## About this exercise
Every line below that holds "chin" must be copied.
+++
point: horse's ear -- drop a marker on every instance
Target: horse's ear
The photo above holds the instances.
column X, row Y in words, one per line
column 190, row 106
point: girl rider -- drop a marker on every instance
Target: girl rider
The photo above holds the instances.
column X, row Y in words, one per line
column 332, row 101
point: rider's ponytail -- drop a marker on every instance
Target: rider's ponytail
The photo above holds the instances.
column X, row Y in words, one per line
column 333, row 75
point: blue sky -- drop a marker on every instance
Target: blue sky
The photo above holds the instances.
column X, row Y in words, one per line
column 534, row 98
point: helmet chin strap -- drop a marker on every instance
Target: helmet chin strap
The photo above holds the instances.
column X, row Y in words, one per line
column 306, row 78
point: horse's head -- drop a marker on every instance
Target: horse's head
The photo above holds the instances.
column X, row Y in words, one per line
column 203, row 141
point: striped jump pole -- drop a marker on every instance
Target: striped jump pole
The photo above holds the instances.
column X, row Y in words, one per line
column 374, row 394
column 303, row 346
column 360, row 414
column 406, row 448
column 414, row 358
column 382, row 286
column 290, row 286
+++
## The answer
point: helmet chin strap -- drop a marker on every instance
Target: helmet chin strap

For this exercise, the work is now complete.